Tasks for this exercise =>
1/ Answer these questions from the rotator cuff passage, giving each answer on its own line:
(a) Which rotator cuff muscle is the only one on the front part of the scapula?
(b) On what scale are partial-thickness tears graded?
(c) What common symptom of rotator cuff injury is named?
2/ Please carry on the rotator cuff passage from its final sentence.

Text =>

The shoulder is labyrinth of tendons, muscles, nerves, and circulatory components. The most infamous injury of the shoulder is injury to the rotator cuff. There are only 4 muscles that attach your shoulder blade (scapula) to the upper part of your arm (the humerus). These 4 rotator cuff muscles are the supraspintaus, the infraspinatus, the teres minor, and the subscapularis. The diagram below shows how these muscles connect these two bones of the shoulder. (anterior=front, posterior=back)
The supraspinatus is the first muscle that fires in order for you to stabilize your arm before arm movement in a normal movement pattern and is commonly not working properly in an injured shoulder. It also controls the movement of lifting your arm out to the side (the first 30 degrees),and aids in stabilizing the shoulder when your arm is lifted above 90 degrees (held directly out to the side). The infraspinatus’s job is external rotation of the shoulder (think of a wind up to throw a baseball). It also stabilizes the back (posterior part) of the shoulder. The teres minor assists the infraspinatus in its actions. The subscapularis, the only muscle on the anterior aspect (front part) of the scapula, internally rotates the arm (think throwing the baseball). To put it simply, the rotator cuff muscles are involved with just about every movement you make with your shoulder.
Tendonitis of the rotator cuff means there is an inflammation in the shoulder where the muscle attaches to the bone (called a tendon). It is commonly caused by overuse, repetitive motions, or trauma. Basically, the tendons of the rotator cuff become irritated which can cause pain and/or weakness of the shoulder. Rotator cuff tears are a more serious condition. Partial-thickness tears of the rotator cuff muscles are graded on the severity of the tear (grade I through grade III). A full thickness tear is just as it sounds – the muscle is completely torn and detached.
A common symptom of rotator cuff injury is shoulder pain at night, especially when lying down to sleep. Many rotator cuff injuries are often caused by the overuse of an overhand motion, such as throwing a baseball or freestyle swimming. This injury is not only limited to athletes, and can be developed with seemingly insignificant motions that damage the tendons over time.

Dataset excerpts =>
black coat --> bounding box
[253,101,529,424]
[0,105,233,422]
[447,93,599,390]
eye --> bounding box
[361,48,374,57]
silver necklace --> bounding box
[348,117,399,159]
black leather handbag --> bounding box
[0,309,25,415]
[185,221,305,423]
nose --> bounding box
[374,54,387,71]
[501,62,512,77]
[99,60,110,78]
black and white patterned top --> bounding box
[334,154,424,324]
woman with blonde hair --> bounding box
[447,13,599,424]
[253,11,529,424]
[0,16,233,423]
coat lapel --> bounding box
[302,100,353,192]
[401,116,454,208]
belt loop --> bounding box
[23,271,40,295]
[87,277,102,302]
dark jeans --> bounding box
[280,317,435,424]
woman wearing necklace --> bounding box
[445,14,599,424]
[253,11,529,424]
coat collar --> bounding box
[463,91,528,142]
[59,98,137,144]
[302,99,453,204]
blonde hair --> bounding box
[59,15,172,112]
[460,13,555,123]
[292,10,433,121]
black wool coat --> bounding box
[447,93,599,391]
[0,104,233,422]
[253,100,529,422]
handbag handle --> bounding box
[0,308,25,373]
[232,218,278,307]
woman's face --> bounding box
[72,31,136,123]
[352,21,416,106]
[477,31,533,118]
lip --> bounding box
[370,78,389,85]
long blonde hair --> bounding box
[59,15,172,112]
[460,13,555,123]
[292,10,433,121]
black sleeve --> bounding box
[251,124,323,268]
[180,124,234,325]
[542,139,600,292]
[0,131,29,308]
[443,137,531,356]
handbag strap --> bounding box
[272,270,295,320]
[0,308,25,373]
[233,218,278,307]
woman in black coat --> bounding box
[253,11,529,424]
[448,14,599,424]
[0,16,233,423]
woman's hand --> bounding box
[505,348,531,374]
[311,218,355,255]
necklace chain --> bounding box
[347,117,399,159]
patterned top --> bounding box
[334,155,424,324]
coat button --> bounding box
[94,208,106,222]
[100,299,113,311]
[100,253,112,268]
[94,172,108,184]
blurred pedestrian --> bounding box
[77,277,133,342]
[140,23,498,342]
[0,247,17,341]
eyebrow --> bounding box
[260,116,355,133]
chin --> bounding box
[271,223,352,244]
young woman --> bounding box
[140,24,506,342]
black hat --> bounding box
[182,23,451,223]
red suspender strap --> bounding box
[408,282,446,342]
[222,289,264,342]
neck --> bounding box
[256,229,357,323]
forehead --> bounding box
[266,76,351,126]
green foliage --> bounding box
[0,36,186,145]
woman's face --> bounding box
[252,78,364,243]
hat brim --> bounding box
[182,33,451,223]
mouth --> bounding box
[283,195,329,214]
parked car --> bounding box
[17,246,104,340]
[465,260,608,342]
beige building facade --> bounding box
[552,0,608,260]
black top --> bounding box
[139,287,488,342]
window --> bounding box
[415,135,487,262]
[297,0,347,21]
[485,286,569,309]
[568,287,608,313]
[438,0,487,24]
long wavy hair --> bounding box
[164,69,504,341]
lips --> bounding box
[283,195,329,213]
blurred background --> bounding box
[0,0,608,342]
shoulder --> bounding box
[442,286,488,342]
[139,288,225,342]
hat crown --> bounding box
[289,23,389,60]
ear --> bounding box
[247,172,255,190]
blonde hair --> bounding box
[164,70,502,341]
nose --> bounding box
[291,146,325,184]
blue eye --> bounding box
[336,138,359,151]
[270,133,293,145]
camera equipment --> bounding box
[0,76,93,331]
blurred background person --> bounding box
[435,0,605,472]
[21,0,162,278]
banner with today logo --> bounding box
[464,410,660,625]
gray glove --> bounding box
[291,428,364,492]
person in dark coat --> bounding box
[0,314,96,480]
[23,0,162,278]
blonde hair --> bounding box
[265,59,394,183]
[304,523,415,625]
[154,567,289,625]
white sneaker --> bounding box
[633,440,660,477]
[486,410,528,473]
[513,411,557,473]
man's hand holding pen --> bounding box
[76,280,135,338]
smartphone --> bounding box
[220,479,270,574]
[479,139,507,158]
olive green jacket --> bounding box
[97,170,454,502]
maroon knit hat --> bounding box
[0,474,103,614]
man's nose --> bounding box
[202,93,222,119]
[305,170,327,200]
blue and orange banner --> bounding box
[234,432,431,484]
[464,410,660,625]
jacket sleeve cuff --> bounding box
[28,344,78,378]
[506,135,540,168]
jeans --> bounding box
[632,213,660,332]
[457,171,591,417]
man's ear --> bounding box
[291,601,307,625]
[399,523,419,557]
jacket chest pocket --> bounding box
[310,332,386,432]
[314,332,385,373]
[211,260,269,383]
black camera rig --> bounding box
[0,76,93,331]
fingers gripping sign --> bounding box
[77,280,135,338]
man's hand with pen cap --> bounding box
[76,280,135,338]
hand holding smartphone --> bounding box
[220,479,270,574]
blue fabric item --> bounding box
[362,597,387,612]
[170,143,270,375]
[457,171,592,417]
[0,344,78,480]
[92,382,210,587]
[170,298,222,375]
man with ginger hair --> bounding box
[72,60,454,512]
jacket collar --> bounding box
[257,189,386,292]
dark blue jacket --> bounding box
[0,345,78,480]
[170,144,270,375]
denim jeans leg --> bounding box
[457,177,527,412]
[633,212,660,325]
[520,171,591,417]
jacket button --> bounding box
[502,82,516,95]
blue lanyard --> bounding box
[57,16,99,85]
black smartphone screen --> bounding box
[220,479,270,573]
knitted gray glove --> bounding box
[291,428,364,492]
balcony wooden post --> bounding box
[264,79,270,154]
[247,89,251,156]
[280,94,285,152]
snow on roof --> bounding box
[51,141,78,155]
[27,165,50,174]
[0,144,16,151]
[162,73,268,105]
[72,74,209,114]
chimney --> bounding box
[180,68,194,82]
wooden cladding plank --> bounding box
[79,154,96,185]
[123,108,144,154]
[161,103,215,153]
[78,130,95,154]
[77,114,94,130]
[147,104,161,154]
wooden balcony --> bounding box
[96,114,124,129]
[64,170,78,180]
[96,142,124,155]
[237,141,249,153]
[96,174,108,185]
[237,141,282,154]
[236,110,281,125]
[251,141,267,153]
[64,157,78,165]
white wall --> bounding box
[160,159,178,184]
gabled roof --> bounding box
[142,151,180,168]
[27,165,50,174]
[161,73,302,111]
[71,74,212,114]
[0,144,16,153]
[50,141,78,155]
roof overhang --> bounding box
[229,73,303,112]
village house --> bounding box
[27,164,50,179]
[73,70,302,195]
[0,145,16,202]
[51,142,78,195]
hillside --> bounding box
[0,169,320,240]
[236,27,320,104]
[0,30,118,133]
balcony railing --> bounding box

Answers for this exercise =>
1/
(a) The subscapularis.
(b) From grade I through grade III, based on the severity of the tear.
(c) Shoulder pain at night, especially when lying down to sleep.

2/
So how does a chiropractor in Fort Collins fit into your shoulder pain picture? For one, a sports chiropractor can properly diagnose your shoulder injury. Depending on the severity of the injury, some conservative care can be utilized to facilitate healing and strengthening of the damaged rotator cuff. Some physiotherapy modalities, such as the cold laser, aim to help speed up the recovery process. However, in order to prevent this post from getting to long, I will not go into detail how these modalities function.
A sports chiropractor does excellent work when looking not only at the shoulder but as a part of a movement pattern of the body. The rotator cuff muscles are only a small part of what’s known as the upper extremity kinetic chain. From a physics standpoint, whenever you move your shoulder, there is an energy transfer that travels from your feet, up your legs, through your core, up your back, across your scapula and first rib, into the shoulder, and down your arm. However, the kinetic chain should be a topic discussed completely on its own.
Dr. Mathew Ullom, a sports chiropractor in Fort Collins, is well qualified to examine and treat your rotator cuff injury. Conservative management of rotator cuff tendonitis and/or tears has been shown to be successful in eliminating shoulder pain, strengthening the involved structures, and returning athletes and others to normal activity. Depending on the severity of your tear and activity status (i.e. level of competition), you may be referred for a surgical consultation. However, surgery should not be your first option. It may be possible to heal your injury before a surgical intervention is required.